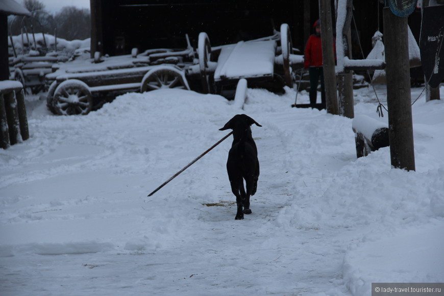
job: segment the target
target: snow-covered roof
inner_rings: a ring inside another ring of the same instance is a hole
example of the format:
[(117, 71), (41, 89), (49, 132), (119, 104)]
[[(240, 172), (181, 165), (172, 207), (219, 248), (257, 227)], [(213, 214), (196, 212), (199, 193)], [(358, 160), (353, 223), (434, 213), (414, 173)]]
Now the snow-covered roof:
[(7, 14), (31, 15), (28, 9), (14, 0), (0, 0), (0, 12)]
-*-*-
» **Given problem**: Reproduce the data above with every "snow-covered roof" swapped for "snowy roof", changing nothing else, and omit the pictures.

» **The response**:
job: segment the target
target: snowy roof
inner_rings: a ring inside another ring of the same instance is a hole
example of the format:
[(117, 71), (41, 89), (49, 132), (119, 104)]
[[(240, 172), (181, 165), (172, 207), (219, 248), (257, 227)], [(213, 214), (196, 212), (199, 193)], [(358, 160), (353, 223), (434, 213), (414, 173)]]
Now the snowy roof:
[(7, 14), (31, 15), (28, 9), (14, 0), (0, 0), (0, 12)]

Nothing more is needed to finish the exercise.